THE REQUEST: Transcribe the material verbatim in full; the pictures do not belong in the copy.
****************
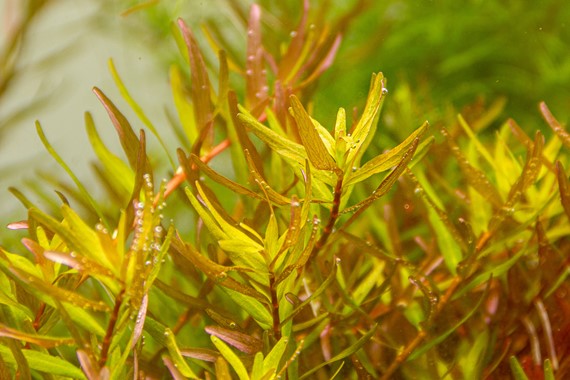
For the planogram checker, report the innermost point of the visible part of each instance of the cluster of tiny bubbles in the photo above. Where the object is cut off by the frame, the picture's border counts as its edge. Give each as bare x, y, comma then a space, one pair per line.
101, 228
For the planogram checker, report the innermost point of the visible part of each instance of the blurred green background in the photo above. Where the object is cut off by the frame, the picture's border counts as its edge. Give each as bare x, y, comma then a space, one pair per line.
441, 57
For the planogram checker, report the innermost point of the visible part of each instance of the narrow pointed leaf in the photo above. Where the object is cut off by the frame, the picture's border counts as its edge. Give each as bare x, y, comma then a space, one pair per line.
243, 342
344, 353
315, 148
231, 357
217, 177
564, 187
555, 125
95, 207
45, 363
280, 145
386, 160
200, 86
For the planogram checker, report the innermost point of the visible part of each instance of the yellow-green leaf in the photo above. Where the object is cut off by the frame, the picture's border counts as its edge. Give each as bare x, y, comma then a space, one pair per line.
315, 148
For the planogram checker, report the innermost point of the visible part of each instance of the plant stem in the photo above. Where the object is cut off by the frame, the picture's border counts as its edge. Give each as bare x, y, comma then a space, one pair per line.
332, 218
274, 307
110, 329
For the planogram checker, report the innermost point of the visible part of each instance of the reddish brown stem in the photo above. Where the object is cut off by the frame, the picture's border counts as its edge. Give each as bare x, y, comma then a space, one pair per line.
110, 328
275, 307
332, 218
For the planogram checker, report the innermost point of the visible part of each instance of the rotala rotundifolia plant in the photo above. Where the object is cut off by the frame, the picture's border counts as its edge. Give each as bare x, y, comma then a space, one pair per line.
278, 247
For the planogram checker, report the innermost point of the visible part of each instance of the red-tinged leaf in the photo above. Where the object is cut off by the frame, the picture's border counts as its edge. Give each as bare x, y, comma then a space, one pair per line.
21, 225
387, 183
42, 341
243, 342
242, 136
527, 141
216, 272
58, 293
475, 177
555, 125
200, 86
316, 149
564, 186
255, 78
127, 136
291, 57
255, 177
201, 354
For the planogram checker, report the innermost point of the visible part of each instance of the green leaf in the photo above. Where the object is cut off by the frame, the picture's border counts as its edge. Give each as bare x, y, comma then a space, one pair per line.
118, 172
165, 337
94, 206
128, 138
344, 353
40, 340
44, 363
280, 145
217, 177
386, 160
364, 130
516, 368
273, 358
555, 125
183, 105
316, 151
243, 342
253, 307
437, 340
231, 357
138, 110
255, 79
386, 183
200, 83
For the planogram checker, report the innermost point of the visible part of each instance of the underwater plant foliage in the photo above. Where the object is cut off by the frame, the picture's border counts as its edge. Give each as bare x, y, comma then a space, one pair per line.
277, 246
****************
COMPLETE ANSWER:
For the planogram checker, report the innermost point of the visible part of each instance of the cluster of tiny bubbles in the photo above. Where the object is cut off by the frame, the picture's border counts as its edge. Give each as bare x, y, comma then a space, one pair per line.
101, 228
For the planogram checker, report the innermost point of the visible part of each instance of the blurred green background in the photo above. Where the object is cut off by the frame, the picture's border counts as its edge. Give each as bare x, y, comma then a space, one pair per line.
441, 57
For the planogram checker, report the innermost point of the visible part of each instance of the narrow pointed leaf in the photo above. Where the object is cut off by the frame, the picture's border counts as its edge. Give each as bare x, y, comma then a space, one pair per line.
243, 342
344, 353
315, 148
231, 357
217, 177
564, 187
555, 125
95, 207
45, 363
280, 145
386, 160
200, 86
For the planogram checker, report the innermost point of the visible part of each instance of the yellow-green leaf in the photo above. Where the object is cut off by the frame, the picture's border counts as its edge. Give each as bare x, y, comma then a space, one pair per line.
315, 148
For the planogram checker, report the innermost point of the visible part of each instance of the plant stem in the photo above. Where the object is cut off by the frame, the picture's border counts as its edge. Give each as bare x, y, comma then a space, one pair per line.
332, 218
274, 307
110, 329
For the planogram checker, report the innermost point of the visible part of each instance of the reddish brown stem in the photo above. Where the object is cut off by the frame, the picture's border counts as its edge. Give each as bare x, y, comma then a space, one pair per line.
110, 328
275, 307
332, 218
For the planogram checker, report the innermost point of the visible part of each instance of the rotala rotundifolia plant in the photo above. Where the object is cut off by the frame, the picture's border counts as its edge. Give each as bare x, y, comma then a space, one pair per line.
278, 247
For the planogram checker, report the innermost point of the visible part of each instance of the red-tinged leaf in the photo above. Where the object is cut off by the frame, the picture's border counts as its edge. Give each as bare x, y, comma then a space, one pair per line.
21, 225
387, 183
42, 341
243, 342
242, 136
527, 141
216, 272
58, 293
475, 177
555, 125
200, 86
316, 149
564, 186
255, 78
127, 136
291, 57
255, 177
201, 354
For the planogram checker, report the innermost point of the visible part of each instance of the green leaf in the photo above. Where the object is cut off by the frame, the picture's border counts as its edge. Give each as bare x, y, comma then a space, one pair per line.
118, 172
165, 337
94, 206
128, 138
344, 353
40, 340
44, 363
280, 145
217, 177
386, 160
364, 130
516, 368
273, 358
555, 125
183, 105
316, 151
243, 342
253, 307
437, 340
231, 357
138, 110
255, 79
386, 183
200, 83
For the planogram checker, report the innermost point of the visible part of each instance of the underwater plant foliage in the photo above. Where the object is cut off by the frame, the picture's border counts as its edge. Give each as bare x, y, comma then a space, one pair per line.
277, 246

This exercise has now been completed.